DIRECTIVE:
Images appear in the records below; leave them out and repeat everything else exactly.
-- begin --
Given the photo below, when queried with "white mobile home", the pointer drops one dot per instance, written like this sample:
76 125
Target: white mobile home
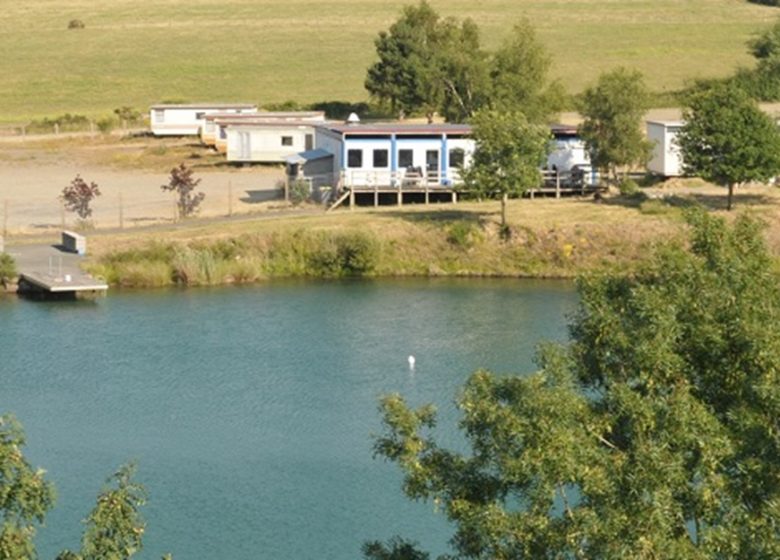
217 126
388 155
666 158
187 119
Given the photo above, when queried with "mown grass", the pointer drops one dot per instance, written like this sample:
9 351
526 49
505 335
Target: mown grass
137 52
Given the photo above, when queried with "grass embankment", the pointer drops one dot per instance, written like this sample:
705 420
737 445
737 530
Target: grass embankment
550 238
137 52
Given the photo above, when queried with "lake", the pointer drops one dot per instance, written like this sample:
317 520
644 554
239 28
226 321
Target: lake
250 410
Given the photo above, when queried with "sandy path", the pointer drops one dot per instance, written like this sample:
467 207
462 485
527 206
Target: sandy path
29 194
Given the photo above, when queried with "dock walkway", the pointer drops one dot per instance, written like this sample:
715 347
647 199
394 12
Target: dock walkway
49 269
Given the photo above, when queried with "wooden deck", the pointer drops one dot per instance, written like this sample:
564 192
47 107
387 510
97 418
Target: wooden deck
48 270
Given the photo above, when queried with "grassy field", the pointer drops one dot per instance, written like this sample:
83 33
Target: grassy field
-- end --
ANSWER TO THE PROBLEM:
Given the photo below, when queried with "white mobile home", the pointer drops one dot per instance, written like this sample:
76 125
Target: white mobile home
217 126
388 155
666 158
187 119
Given the photo above, when queried with "mown grass", the pointer drops one dot per instance, written like this sample:
9 351
526 49
505 335
Target: mown grass
137 52
Given the photo above, when queried with "grass embankment", the pointer drops one dot per instance, written like this sample:
705 420
737 445
737 530
Target: grass embankment
550 238
137 52
Given the photo above, when queried with "lake", the pointer drops one dot per instance, written like this sample:
317 520
644 554
239 28
226 321
Target: lake
250 410
Given the photo above, when queried with "sandy path", the pointer drops one dot per instance, written like this sample:
467 207
462 485
527 206
Target: sandy path
29 194
Given the photo above, when queried with "dock walkway", the pointer drops one dot per instance, written like this sample:
715 347
647 199
394 12
Target: dock walkway
49 269
Given the photo above, when queried with "wooden deck", the pointer drops one dot per instance, written like this sample:
564 192
47 107
387 510
97 418
Target: wooden deck
48 270
Given the photo above, when queried with "grassy field", the pointer drops one dot per instance, written like this sample:
83 33
Target: grassy field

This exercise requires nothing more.